Dataset rows:

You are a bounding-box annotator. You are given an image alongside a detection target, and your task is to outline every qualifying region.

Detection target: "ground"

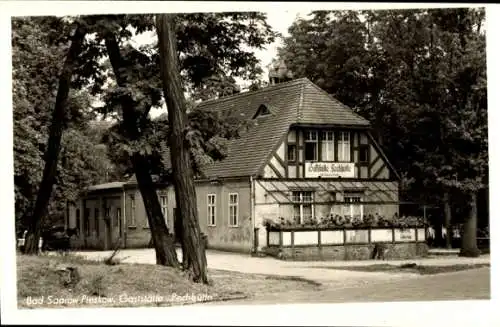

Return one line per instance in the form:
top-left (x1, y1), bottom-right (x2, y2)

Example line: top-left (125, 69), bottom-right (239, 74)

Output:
top-left (75, 249), bottom-right (490, 304)
top-left (18, 249), bottom-right (490, 306)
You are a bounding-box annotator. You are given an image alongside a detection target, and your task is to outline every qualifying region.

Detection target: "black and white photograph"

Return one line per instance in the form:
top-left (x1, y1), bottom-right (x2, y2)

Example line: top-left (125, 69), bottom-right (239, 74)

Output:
top-left (0, 1), bottom-right (496, 326)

■ What you are asked to do
Give back all of the rows above word for word, but leave out the pictures.

■ Task output
You are a bounding-box annotator. You are given an image alongside a detection target, and your task is to outline every qualifying region.

Detection target: "ground"


Return one line per instance in the form:
top-left (x1, y1), bottom-right (x2, y2)

Example line: top-left (125, 69), bottom-right (239, 74)

Output:
top-left (75, 249), bottom-right (490, 304)
top-left (18, 249), bottom-right (490, 306)
You are a bounding-box annotator. You are given an image alongside a detection target, and your task is to outline every qualifying region.

Detection target: "black and white photograph"

Return one line per instance in the form:
top-left (x1, y1), bottom-right (x2, y2)

Example line: top-left (125, 69), bottom-right (239, 74)

Output:
top-left (0, 1), bottom-right (496, 326)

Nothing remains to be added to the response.